If a line in the records below holds the string "beach", count it; give only the total.
□ □ □
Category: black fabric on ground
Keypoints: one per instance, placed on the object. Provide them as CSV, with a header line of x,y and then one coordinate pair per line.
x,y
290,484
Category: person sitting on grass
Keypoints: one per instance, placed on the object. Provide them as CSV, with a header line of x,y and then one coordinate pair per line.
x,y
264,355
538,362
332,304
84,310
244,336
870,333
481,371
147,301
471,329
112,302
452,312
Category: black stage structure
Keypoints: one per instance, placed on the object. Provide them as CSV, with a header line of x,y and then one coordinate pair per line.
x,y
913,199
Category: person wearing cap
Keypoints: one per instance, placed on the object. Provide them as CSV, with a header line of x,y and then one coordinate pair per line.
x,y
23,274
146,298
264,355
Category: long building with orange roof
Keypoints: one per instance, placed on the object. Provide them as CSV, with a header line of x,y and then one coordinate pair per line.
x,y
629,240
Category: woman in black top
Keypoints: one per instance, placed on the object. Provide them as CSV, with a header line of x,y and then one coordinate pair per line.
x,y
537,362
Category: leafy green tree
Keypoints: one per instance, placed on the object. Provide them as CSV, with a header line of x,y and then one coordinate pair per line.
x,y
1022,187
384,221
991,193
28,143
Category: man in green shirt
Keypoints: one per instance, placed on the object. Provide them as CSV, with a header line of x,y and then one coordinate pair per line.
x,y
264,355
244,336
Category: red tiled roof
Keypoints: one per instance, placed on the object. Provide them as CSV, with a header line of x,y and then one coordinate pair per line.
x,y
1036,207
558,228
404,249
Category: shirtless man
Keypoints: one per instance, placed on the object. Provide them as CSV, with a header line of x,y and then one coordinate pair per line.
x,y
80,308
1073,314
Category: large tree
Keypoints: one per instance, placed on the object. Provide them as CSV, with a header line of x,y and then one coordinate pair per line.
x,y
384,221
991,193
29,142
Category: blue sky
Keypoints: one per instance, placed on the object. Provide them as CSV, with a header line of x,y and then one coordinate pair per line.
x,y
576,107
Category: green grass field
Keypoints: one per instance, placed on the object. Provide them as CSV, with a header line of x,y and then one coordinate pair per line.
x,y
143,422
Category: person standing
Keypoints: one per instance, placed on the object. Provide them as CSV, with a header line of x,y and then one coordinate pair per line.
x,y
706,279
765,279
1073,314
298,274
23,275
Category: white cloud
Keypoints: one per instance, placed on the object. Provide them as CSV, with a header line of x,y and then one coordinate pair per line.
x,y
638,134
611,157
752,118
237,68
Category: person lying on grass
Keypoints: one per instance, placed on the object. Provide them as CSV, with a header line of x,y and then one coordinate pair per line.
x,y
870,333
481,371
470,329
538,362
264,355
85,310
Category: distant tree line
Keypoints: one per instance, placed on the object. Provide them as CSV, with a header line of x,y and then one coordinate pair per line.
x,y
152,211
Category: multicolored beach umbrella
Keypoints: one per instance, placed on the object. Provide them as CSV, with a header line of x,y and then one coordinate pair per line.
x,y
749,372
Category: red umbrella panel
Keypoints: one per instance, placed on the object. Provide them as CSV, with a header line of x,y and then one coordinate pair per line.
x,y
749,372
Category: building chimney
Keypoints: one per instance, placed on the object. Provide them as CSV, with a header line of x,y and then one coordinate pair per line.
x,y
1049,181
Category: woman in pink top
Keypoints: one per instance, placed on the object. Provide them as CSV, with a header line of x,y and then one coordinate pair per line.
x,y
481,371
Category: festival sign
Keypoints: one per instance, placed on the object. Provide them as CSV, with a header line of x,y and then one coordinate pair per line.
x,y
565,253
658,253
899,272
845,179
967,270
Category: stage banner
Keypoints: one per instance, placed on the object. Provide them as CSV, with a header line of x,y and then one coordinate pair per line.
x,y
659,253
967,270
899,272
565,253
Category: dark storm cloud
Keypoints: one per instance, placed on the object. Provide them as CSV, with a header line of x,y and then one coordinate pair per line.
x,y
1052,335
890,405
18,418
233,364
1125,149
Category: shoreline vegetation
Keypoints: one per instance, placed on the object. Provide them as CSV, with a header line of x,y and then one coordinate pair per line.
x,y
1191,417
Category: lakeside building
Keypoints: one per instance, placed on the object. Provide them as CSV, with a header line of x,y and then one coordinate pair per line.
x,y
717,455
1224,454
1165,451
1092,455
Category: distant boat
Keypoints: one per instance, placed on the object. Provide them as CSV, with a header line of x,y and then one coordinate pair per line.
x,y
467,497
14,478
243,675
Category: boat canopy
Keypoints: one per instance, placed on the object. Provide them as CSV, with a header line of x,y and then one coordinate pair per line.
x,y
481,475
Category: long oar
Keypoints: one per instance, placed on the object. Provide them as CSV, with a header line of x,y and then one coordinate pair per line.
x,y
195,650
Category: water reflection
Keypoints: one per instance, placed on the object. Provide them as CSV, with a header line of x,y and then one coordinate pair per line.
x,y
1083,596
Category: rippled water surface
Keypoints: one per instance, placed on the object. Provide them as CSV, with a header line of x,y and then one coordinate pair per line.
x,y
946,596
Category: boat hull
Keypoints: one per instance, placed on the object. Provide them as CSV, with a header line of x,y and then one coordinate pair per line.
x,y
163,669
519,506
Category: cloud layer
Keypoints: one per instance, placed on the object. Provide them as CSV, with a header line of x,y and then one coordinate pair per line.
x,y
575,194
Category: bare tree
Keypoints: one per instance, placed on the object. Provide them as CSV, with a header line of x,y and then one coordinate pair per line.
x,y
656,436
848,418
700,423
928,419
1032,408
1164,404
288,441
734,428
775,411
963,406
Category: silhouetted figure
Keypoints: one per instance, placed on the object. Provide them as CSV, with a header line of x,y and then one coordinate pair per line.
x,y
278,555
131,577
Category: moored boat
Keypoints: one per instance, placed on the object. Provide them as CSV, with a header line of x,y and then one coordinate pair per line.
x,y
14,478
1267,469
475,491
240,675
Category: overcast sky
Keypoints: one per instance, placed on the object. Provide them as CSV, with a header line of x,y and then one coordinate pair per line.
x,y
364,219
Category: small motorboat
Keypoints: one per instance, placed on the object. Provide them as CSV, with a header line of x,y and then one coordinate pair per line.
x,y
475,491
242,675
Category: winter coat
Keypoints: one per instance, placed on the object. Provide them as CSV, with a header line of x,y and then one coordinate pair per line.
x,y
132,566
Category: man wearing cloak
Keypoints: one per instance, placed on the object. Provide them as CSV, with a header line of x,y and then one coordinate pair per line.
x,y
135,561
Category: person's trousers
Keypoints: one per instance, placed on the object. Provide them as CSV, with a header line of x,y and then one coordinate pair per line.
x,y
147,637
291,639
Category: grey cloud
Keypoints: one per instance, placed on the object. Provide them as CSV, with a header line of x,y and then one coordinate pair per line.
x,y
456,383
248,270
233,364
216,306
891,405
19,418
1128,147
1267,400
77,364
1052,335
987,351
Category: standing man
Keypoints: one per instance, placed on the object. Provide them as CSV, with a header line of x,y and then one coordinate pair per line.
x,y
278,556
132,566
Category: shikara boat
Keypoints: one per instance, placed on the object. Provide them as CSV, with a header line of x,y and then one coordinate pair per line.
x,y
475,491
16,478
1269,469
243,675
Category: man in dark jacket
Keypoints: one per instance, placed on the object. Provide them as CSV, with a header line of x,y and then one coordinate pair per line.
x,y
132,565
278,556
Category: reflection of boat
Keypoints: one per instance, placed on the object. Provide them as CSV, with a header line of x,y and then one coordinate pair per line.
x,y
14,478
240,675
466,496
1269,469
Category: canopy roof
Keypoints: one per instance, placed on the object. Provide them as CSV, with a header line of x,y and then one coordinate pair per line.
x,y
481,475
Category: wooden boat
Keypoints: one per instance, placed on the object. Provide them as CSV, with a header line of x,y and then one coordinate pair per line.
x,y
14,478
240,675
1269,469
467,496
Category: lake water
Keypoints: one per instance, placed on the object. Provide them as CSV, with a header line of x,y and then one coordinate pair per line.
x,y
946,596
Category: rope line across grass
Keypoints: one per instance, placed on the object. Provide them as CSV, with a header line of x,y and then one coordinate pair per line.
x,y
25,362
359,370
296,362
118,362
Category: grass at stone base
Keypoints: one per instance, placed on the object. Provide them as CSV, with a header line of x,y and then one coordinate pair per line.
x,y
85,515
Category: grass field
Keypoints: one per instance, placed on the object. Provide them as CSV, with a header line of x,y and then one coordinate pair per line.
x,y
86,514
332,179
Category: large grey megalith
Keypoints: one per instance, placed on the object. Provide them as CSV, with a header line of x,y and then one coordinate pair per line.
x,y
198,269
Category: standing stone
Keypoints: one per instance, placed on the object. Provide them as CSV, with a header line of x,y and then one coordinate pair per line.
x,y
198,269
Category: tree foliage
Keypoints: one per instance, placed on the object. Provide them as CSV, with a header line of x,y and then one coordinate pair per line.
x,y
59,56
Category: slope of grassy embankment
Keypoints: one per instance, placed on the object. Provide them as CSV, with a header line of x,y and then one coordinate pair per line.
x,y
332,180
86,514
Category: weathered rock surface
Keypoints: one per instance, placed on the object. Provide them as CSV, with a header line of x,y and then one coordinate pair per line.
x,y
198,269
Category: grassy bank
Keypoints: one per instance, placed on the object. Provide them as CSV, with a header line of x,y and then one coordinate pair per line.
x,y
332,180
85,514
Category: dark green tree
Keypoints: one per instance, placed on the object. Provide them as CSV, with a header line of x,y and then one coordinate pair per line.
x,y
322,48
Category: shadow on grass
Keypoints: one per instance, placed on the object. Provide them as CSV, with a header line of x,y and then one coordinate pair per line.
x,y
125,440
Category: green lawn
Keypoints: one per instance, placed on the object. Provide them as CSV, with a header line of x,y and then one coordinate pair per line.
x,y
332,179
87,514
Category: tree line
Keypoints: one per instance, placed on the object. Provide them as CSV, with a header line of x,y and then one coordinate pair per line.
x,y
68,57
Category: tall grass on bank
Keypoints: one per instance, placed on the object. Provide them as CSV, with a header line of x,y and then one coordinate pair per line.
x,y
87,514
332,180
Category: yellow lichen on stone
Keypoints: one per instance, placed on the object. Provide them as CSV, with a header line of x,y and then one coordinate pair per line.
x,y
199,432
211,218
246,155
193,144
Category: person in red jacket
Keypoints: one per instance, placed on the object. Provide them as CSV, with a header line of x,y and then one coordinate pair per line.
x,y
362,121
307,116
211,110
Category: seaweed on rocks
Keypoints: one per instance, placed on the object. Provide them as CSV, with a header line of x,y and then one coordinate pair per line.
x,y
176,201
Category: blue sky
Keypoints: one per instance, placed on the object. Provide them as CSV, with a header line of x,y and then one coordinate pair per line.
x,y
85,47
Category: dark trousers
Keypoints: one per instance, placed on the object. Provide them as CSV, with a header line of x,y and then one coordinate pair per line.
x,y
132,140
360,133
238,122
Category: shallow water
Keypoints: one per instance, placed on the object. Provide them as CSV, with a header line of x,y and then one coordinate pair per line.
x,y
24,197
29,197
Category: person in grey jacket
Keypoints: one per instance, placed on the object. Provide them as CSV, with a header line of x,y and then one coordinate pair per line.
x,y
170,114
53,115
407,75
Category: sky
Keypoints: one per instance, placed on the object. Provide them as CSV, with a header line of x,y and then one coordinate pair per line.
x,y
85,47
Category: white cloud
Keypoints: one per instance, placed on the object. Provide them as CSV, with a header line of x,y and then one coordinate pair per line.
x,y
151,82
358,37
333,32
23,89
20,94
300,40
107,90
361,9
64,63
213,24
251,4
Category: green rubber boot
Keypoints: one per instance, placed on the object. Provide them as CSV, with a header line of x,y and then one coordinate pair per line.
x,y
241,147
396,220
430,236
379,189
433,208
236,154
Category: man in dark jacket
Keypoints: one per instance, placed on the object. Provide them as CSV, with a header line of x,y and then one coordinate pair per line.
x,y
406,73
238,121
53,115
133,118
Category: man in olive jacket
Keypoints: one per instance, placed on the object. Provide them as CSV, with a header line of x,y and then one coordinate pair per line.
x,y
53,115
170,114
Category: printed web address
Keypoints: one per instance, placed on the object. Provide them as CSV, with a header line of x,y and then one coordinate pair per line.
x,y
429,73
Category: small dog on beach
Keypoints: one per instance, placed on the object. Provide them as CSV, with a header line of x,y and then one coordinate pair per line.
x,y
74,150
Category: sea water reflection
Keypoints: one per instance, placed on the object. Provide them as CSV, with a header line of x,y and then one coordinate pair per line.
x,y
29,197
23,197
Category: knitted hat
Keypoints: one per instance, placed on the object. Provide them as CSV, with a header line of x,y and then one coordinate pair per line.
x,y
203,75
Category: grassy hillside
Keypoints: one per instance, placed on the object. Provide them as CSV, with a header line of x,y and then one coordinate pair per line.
□ □ □
## Answer area
2